[[ Provided data open ]]

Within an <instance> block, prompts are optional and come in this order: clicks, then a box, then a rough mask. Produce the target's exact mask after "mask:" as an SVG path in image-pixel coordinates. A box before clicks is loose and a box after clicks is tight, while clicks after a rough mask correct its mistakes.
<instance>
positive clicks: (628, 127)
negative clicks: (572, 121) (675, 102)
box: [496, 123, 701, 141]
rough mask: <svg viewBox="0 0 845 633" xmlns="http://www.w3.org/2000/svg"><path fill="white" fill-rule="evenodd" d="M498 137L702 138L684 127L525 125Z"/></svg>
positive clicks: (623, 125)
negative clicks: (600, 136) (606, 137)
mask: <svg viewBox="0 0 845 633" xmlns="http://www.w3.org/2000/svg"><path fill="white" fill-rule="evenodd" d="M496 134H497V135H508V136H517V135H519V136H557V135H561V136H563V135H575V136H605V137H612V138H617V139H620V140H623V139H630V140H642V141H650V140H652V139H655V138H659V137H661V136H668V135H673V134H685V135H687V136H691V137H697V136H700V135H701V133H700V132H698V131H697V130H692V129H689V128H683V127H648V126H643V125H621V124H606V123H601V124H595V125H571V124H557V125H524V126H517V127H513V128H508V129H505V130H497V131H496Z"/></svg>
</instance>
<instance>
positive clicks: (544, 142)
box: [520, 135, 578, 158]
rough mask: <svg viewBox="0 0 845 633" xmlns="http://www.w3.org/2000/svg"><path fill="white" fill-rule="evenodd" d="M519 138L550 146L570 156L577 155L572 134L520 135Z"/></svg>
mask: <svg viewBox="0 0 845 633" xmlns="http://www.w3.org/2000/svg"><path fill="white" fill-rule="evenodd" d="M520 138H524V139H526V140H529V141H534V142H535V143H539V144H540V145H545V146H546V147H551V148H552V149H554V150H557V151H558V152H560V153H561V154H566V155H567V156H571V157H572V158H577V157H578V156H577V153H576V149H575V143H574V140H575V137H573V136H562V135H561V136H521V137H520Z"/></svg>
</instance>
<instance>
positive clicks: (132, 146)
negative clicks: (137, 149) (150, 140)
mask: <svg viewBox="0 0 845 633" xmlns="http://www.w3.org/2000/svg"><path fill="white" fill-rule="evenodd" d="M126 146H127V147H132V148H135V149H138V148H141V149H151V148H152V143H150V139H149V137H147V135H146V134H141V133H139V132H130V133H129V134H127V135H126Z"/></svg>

[[ Provided data closed ]]

What is required: If a line in the data above holds the string "positive", copy it.

Written response:
positive clicks: (628, 127)
positive clicks: (623, 125)
positive clicks: (544, 142)
positive clicks: (132, 146)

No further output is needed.